START Records for the task
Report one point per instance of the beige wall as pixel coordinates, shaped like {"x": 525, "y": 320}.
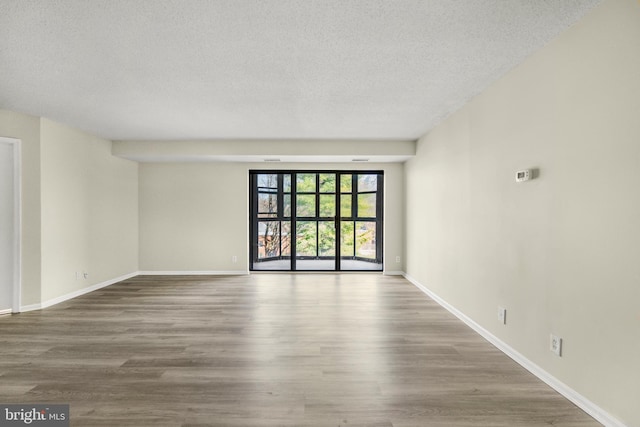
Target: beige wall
{"x": 560, "y": 252}
{"x": 27, "y": 129}
{"x": 194, "y": 216}
{"x": 89, "y": 211}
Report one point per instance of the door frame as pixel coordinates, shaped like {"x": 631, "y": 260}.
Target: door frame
{"x": 379, "y": 219}
{"x": 17, "y": 221}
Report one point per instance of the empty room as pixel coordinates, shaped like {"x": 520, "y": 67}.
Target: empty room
{"x": 320, "y": 213}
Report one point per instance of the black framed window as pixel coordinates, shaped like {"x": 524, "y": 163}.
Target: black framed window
{"x": 316, "y": 220}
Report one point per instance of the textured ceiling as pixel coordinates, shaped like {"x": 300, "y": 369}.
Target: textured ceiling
{"x": 263, "y": 69}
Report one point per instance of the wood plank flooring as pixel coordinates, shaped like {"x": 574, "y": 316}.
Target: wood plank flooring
{"x": 268, "y": 350}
END Records for the task
• [Task brief] Print the lines from the one containing "Target: textured ceiling" through the end of the material, word for word, and nothing else.

• [Response]
Target: textured ceiling
{"x": 263, "y": 69}
Report one point per instance of the wood plank flooring as pixel coordinates, shaped like {"x": 574, "y": 316}.
Target: wood plank flooring
{"x": 268, "y": 350}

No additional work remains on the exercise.